§ **Task brief**: Report every line of the material that contains the string "doorway".
Information shown START
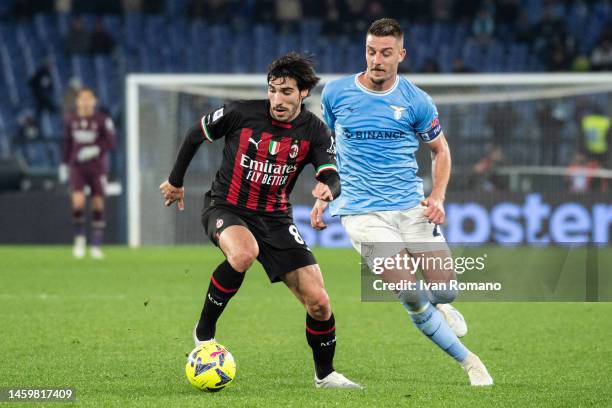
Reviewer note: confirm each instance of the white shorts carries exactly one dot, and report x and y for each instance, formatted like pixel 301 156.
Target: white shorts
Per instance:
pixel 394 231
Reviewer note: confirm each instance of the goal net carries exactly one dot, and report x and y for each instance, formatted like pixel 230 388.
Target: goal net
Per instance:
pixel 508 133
Information shown END
Information shown START
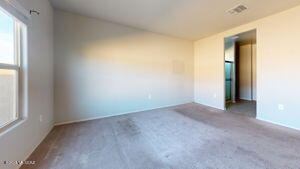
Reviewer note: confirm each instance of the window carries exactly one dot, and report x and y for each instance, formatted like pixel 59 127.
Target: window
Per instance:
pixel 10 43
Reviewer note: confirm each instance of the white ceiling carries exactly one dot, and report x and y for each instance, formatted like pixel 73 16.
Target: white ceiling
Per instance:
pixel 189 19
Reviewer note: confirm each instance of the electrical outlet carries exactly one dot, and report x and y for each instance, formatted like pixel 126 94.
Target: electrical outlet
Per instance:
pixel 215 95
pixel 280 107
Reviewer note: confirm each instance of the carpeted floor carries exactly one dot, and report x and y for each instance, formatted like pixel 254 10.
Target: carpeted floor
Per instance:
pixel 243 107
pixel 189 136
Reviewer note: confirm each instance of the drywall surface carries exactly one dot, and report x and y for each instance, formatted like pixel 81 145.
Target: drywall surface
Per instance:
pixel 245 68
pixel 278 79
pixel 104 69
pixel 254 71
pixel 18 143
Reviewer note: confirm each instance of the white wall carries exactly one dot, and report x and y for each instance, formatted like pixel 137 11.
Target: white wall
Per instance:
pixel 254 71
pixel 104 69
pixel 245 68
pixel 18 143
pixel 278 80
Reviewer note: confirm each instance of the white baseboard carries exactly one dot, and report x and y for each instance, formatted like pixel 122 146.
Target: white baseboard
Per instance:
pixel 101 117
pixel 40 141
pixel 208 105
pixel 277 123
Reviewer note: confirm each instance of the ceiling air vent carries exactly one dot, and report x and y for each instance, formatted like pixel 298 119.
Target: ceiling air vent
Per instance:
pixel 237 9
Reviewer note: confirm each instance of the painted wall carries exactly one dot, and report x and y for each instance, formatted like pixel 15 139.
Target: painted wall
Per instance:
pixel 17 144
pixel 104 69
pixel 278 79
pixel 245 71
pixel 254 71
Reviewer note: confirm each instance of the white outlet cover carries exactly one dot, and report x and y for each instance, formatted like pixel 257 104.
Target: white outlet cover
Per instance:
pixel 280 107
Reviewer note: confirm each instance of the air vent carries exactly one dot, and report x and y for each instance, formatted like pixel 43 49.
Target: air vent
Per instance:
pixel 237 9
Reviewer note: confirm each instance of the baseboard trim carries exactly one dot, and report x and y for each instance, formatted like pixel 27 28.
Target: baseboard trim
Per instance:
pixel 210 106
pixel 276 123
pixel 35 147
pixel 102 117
Information shown END
Information shown START
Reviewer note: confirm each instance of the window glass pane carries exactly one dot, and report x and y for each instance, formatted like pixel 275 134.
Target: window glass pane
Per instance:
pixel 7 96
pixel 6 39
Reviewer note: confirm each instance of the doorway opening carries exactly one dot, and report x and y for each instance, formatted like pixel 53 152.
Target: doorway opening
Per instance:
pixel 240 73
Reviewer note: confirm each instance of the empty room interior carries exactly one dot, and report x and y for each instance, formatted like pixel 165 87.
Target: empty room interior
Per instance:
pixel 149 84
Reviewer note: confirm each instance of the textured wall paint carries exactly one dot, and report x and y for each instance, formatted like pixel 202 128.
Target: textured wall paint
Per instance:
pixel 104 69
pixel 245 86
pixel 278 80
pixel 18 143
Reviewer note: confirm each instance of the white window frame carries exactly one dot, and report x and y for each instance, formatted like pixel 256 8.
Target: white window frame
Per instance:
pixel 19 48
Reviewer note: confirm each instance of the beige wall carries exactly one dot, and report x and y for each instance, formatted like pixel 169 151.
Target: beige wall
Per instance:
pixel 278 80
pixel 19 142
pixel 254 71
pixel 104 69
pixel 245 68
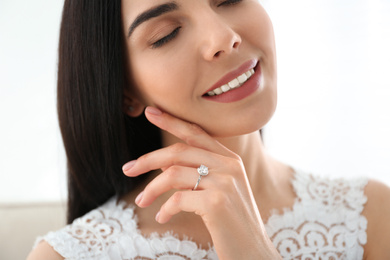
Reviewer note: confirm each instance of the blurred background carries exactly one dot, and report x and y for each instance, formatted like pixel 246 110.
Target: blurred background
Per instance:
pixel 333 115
Information shown END
§ **Exercise output**:
Reviewer note: confirm each instance of the doorway opening carries exactly one dot, and report x and y for each instance, formatted like pixel 53 152.
Target: doorway opening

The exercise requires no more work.